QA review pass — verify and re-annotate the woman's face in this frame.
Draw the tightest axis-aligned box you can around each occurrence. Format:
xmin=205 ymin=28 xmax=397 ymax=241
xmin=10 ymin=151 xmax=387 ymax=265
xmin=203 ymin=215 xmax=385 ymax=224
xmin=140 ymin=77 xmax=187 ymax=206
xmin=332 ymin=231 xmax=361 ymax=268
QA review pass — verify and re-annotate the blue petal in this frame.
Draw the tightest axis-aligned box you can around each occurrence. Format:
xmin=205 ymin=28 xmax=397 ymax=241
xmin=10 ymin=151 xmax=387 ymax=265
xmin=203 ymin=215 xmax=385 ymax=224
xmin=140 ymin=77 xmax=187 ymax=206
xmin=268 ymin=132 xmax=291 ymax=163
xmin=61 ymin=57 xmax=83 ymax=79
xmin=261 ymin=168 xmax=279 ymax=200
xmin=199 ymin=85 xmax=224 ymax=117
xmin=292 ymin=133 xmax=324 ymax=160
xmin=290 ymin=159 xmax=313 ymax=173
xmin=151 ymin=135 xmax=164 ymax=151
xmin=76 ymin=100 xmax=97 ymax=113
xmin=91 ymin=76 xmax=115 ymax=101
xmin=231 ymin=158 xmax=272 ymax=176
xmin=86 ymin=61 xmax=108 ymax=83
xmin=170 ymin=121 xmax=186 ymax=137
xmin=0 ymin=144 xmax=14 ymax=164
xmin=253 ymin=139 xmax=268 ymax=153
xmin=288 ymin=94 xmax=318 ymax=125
----------
▸ **Task brief**:
Rewrite all the records above, swapping "tightest" for "smallest" wherever it occurs and leaving everything else unchanged.

▸ **Solution to this exercise**:
QA review pass — verify and re-annotate the woman's face in this frame.
Draw the smallest axis-aligned box you can around each occurrence. Format:
xmin=205 ymin=28 xmax=397 ymax=241
xmin=10 ymin=151 xmax=387 ymax=265
xmin=203 ymin=215 xmax=385 ymax=224
xmin=140 ymin=77 xmax=187 ymax=206
xmin=332 ymin=231 xmax=361 ymax=268
QA review pass — verify and re-annotate the blue petal in this frame.
Draw the smallest axis-aligned box you can around each occurrence. Format:
xmin=205 ymin=28 xmax=397 ymax=241
xmin=10 ymin=151 xmax=387 ymax=265
xmin=203 ymin=215 xmax=385 ymax=224
xmin=140 ymin=77 xmax=187 ymax=206
xmin=268 ymin=132 xmax=291 ymax=163
xmin=61 ymin=57 xmax=83 ymax=79
xmin=261 ymin=168 xmax=279 ymax=200
xmin=199 ymin=85 xmax=224 ymax=117
xmin=292 ymin=133 xmax=324 ymax=160
xmin=290 ymin=159 xmax=313 ymax=173
xmin=151 ymin=135 xmax=164 ymax=151
xmin=76 ymin=100 xmax=97 ymax=113
xmin=91 ymin=76 xmax=115 ymax=101
xmin=231 ymin=158 xmax=272 ymax=176
xmin=86 ymin=61 xmax=108 ymax=83
xmin=170 ymin=121 xmax=186 ymax=137
xmin=0 ymin=144 xmax=14 ymax=164
xmin=253 ymin=139 xmax=268 ymax=153
xmin=288 ymin=94 xmax=318 ymax=125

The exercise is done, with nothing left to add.